▸ Material for the task
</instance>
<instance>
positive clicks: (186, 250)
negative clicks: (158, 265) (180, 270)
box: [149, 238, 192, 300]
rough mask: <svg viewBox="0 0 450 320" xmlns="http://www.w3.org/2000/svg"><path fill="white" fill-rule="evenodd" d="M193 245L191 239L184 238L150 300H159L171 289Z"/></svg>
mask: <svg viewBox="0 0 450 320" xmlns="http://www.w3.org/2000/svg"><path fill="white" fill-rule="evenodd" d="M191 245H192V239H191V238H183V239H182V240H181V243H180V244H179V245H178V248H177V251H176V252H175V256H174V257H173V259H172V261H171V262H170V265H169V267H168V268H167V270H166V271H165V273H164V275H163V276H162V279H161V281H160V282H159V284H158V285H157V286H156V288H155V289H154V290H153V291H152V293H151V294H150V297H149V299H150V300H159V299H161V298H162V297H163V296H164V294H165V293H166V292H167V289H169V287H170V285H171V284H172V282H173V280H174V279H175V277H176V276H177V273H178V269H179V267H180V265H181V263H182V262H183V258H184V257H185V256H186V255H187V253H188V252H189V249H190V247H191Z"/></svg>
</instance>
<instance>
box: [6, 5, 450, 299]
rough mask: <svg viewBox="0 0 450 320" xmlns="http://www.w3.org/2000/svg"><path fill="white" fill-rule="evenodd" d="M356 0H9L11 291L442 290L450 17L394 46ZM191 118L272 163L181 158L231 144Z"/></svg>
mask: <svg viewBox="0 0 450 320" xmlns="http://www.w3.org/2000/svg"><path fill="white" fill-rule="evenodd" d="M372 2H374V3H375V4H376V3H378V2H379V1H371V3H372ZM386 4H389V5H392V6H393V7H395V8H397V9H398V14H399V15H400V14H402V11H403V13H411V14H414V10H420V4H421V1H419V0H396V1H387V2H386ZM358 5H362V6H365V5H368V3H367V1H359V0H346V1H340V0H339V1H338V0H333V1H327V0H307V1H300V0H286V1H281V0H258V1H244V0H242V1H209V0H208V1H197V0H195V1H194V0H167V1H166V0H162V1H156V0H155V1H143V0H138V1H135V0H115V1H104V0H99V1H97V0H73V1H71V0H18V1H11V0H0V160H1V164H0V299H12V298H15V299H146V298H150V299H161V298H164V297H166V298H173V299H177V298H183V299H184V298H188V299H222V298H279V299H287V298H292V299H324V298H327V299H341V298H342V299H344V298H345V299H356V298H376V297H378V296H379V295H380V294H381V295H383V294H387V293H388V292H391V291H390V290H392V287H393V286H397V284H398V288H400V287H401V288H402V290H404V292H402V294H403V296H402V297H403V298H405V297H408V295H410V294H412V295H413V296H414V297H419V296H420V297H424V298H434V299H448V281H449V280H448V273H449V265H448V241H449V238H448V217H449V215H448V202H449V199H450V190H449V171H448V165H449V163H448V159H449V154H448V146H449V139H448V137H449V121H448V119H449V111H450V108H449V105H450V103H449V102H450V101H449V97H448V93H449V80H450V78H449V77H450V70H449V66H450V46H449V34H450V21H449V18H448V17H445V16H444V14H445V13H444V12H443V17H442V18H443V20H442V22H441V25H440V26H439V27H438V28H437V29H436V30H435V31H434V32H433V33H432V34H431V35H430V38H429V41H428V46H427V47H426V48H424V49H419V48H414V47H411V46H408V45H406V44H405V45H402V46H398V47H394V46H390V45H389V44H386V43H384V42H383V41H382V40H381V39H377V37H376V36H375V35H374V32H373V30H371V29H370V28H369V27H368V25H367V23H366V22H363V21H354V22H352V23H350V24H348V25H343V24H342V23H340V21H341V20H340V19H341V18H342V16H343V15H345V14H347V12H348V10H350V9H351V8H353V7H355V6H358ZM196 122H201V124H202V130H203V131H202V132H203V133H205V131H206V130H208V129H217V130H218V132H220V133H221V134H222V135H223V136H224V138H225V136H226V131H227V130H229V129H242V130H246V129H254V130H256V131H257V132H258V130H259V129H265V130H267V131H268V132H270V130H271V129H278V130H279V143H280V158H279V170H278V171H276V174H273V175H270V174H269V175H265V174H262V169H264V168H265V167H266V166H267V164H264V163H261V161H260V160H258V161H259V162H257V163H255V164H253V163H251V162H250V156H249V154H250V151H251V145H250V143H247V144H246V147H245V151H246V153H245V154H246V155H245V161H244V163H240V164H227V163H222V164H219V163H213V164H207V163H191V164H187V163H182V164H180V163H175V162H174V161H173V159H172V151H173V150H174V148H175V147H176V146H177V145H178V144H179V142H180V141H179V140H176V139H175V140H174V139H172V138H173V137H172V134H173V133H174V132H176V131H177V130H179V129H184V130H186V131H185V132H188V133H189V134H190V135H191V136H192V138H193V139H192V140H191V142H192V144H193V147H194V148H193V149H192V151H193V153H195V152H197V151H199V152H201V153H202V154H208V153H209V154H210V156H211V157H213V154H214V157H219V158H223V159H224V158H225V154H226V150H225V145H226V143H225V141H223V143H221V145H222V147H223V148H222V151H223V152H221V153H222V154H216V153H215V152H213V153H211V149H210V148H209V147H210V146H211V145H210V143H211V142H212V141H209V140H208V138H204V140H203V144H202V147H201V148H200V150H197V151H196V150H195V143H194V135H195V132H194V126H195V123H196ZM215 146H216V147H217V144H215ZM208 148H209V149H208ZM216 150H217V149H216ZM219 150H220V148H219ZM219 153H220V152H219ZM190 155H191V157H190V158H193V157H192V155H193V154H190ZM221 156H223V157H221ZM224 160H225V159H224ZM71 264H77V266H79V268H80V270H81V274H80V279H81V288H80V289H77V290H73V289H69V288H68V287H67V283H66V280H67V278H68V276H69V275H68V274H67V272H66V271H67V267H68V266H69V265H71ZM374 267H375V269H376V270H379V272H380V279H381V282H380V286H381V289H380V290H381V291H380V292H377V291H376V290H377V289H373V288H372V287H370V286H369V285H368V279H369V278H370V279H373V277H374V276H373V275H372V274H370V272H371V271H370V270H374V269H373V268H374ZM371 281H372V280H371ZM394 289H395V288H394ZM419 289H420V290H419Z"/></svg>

▸ Task
The response consists of the lines above that contain "clicks".

▸ Final answer
positive clicks: (186, 250)
negative clicks: (158, 265) (180, 270)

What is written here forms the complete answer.